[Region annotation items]

┄┄┄┄┄┄┄┄┄┄┄┄┄┄┄┄┄┄┄┄

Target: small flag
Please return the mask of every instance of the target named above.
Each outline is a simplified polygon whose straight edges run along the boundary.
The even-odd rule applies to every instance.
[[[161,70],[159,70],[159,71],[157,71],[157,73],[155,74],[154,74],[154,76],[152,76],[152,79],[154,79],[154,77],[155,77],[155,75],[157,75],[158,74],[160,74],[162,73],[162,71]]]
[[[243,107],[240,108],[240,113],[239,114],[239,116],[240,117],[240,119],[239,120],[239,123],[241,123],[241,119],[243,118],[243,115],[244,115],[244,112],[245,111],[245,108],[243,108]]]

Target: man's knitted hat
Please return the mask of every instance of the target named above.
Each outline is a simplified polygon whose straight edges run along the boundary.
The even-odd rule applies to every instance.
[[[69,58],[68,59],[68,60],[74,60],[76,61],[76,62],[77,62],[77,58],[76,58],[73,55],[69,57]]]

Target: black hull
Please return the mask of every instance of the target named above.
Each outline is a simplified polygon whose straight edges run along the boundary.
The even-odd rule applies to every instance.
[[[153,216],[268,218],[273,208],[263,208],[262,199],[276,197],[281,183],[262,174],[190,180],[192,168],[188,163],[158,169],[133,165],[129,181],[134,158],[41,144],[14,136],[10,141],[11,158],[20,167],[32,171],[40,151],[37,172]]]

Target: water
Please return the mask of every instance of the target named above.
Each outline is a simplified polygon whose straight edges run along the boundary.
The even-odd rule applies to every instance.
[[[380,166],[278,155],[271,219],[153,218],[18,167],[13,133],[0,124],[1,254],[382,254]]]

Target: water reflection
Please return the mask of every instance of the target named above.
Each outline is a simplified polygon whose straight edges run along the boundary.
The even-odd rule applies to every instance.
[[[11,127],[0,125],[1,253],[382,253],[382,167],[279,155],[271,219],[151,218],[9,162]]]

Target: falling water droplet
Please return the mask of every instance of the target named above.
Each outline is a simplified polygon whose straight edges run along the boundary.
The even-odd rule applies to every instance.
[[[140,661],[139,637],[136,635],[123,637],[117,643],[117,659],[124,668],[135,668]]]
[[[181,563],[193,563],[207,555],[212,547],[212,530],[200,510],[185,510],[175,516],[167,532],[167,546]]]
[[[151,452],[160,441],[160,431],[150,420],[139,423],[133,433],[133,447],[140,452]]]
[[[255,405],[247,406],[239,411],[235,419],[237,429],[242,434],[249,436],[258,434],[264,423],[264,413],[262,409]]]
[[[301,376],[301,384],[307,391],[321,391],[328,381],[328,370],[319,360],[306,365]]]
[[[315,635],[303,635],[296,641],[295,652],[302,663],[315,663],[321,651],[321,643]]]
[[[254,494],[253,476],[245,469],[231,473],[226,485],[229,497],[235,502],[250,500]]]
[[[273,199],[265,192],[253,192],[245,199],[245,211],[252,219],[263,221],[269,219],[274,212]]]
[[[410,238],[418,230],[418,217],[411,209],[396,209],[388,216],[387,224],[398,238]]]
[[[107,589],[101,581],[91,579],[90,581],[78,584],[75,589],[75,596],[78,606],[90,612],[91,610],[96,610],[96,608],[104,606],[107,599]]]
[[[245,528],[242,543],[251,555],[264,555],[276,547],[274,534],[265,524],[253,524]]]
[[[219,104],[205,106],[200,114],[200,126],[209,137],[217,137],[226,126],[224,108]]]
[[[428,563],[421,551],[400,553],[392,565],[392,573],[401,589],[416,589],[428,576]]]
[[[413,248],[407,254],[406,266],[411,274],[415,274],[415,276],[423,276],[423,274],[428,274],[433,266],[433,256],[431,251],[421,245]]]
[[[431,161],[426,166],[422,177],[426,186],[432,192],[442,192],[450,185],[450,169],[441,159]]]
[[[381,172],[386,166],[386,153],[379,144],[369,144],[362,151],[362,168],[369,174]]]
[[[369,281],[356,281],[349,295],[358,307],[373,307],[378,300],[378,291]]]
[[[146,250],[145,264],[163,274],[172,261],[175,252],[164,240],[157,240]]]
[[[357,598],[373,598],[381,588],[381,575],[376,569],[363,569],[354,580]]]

┄┄┄┄┄┄┄┄┄┄┄┄┄┄┄┄┄┄┄┄

[Set task]
Copy every line of the items above that contains the string "water", matching case exactly.

[Reply]
Target: water
Target: water reflection
Target: falling water droplet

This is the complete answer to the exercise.